-- Opening Marker --

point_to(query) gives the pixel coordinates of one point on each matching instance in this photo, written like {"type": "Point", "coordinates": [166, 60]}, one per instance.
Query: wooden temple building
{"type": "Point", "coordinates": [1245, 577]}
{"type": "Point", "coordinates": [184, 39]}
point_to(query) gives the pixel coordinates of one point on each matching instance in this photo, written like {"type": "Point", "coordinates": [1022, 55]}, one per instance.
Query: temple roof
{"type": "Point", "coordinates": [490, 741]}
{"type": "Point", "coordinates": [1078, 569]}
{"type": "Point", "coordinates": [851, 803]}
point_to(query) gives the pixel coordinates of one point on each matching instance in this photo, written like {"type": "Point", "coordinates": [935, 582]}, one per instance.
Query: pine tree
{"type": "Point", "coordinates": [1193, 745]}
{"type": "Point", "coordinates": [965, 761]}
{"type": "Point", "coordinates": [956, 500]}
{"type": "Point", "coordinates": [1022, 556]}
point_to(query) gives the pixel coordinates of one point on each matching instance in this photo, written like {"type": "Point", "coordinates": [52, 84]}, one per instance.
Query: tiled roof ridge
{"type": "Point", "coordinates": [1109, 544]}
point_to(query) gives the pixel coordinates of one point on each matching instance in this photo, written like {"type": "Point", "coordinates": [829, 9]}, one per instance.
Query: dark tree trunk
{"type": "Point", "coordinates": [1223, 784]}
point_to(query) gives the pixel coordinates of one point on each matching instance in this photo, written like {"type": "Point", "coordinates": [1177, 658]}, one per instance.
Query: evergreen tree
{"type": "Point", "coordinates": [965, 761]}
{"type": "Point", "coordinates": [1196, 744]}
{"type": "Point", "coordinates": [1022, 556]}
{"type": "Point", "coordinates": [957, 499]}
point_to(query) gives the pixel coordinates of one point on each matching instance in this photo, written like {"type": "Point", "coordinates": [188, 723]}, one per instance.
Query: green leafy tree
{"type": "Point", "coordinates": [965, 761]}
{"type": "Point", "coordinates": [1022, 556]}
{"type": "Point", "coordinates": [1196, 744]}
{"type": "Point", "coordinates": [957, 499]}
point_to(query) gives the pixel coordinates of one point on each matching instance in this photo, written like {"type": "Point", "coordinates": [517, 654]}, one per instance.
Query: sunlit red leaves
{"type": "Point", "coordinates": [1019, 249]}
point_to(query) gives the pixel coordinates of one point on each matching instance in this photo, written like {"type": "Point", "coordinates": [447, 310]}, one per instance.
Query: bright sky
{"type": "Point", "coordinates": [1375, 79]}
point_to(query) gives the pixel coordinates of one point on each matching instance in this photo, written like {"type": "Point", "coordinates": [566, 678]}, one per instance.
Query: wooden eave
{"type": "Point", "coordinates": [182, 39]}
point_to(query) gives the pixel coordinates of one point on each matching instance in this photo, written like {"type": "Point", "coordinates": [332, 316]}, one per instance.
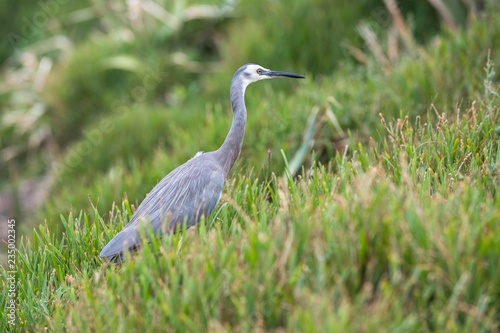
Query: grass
{"type": "Point", "coordinates": [390, 224]}
{"type": "Point", "coordinates": [398, 235]}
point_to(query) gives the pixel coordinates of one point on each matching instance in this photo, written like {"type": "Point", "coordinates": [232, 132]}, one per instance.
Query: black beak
{"type": "Point", "coordinates": [282, 74]}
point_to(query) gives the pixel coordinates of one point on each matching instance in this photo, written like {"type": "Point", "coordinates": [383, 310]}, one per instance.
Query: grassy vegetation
{"type": "Point", "coordinates": [391, 223]}
{"type": "Point", "coordinates": [402, 236]}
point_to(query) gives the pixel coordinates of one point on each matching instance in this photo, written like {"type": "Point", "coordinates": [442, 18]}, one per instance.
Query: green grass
{"type": "Point", "coordinates": [400, 235]}
{"type": "Point", "coordinates": [399, 231]}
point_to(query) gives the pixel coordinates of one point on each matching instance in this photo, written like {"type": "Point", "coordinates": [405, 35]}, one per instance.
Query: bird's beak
{"type": "Point", "coordinates": [281, 74]}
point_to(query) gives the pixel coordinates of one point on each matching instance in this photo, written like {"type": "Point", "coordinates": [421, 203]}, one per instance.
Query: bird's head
{"type": "Point", "coordinates": [250, 73]}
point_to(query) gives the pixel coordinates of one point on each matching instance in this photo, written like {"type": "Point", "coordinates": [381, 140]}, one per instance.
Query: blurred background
{"type": "Point", "coordinates": [100, 99]}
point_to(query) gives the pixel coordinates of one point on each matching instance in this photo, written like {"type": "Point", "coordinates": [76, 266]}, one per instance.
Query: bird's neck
{"type": "Point", "coordinates": [231, 148]}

-- Closing Marker --

Render the data above verbatim and without pictures.

OUTPUT FOR THIS TASK =
point_to(query) gives the pixel coordinates of one point on each matching instance in this photo, written like {"type": "Point", "coordinates": [166, 60]}, one per instance.
Query: wooden temple building
{"type": "Point", "coordinates": [1245, 577]}
{"type": "Point", "coordinates": [184, 39]}
point_to(query) gives the pixel coordinates of one point on each matching instance in this photo, written like {"type": "Point", "coordinates": [1022, 55]}, one per instance.
Query: temple roof
{"type": "Point", "coordinates": [490, 741]}
{"type": "Point", "coordinates": [1078, 569]}
{"type": "Point", "coordinates": [851, 803]}
point_to(query) gives the pixel coordinates of one point on each matching instance in this photo, written like {"type": "Point", "coordinates": [935, 582]}, one per instance.
Query: pine tree
{"type": "Point", "coordinates": [1193, 745]}
{"type": "Point", "coordinates": [965, 761]}
{"type": "Point", "coordinates": [956, 500]}
{"type": "Point", "coordinates": [1022, 556]}
point_to(query) gives the pixel coordinates of one point on each matching instance in this photo, written like {"type": "Point", "coordinates": [52, 84]}, one per instance.
Query: tiled roof ridge
{"type": "Point", "coordinates": [1109, 544]}
point_to(query) gives the pixel coordinates of one point on each matching instance in this photo, written like {"type": "Point", "coordinates": [829, 9]}, one per instance.
Query: dark tree trunk
{"type": "Point", "coordinates": [1223, 784]}
point_to(query) gives the pixel coordinates of one point on each matching instance in this photo, written like {"type": "Point", "coordinates": [1177, 658]}, one per instance.
Query: evergreen tree
{"type": "Point", "coordinates": [965, 761]}
{"type": "Point", "coordinates": [1196, 744]}
{"type": "Point", "coordinates": [1022, 556]}
{"type": "Point", "coordinates": [957, 499]}
point_to(query) gives the pixel coordinates of one point on each matching instance in this photo, written like {"type": "Point", "coordinates": [188, 723]}, one per instance.
Query: green leafy tree
{"type": "Point", "coordinates": [965, 761]}
{"type": "Point", "coordinates": [1022, 556]}
{"type": "Point", "coordinates": [1196, 744]}
{"type": "Point", "coordinates": [957, 499]}
point_to(query) gives the pixel coordinates of one point on each matching instance in this photo, written like {"type": "Point", "coordinates": [517, 654]}, one per instance.
Query: sunlit red leaves
{"type": "Point", "coordinates": [1019, 249]}
point_to(query) gives the pixel coordinates of one point on each matching instance in this photo, written like {"type": "Point", "coordinates": [447, 310]}, one per instance.
Query: bright sky
{"type": "Point", "coordinates": [1375, 79]}
point_to(query) gives the pixel coordinates of one point on each matching instance in this photo, written like {"type": "Point", "coordinates": [566, 678]}, one per instance.
Query: wooden eave
{"type": "Point", "coordinates": [182, 39]}
point_to(query) gives the pixel coordinates of one point on each matching instance in this photo, written like {"type": "Point", "coordinates": [332, 316]}, one per instance.
Query: grass
{"type": "Point", "coordinates": [390, 224]}
{"type": "Point", "coordinates": [398, 235]}
point_to(query) gives the pixel coordinates of one point on each matching instance in this photo, written like {"type": "Point", "coordinates": [232, 132]}, one per instance.
Query: black beak
{"type": "Point", "coordinates": [282, 74]}
point_to(query) gives the pixel coordinates of one point on each matching instance in this photo, written like {"type": "Point", "coordinates": [383, 310]}, one per instance.
Query: grassy vegetation
{"type": "Point", "coordinates": [391, 223]}
{"type": "Point", "coordinates": [402, 236]}
point_to(query) gives the pixel coordinates of one point on each matching instance in this photo, written like {"type": "Point", "coordinates": [442, 18]}, one per instance.
Query: green grass
{"type": "Point", "coordinates": [400, 235]}
{"type": "Point", "coordinates": [399, 231]}
point_to(query) gives the pixel coordinates of one point on each matching instance in this photo, written like {"type": "Point", "coordinates": [405, 35]}, one per instance.
Query: bird's beak
{"type": "Point", "coordinates": [281, 74]}
point_to(query) gives the pixel coordinates of one point on each matching instance in this photo, written like {"type": "Point", "coordinates": [421, 203]}, one per instance.
Query: bird's head
{"type": "Point", "coordinates": [250, 73]}
point_to(query) gives the pixel coordinates of one point on each matching instance in this photo, written like {"type": "Point", "coordinates": [381, 140]}, one per instance.
Query: blurred background
{"type": "Point", "coordinates": [100, 99]}
point_to(query) gives the pixel coordinates of one point on each matching instance in this photo, written like {"type": "Point", "coordinates": [76, 266]}, one per instance.
Query: bird's neck
{"type": "Point", "coordinates": [231, 148]}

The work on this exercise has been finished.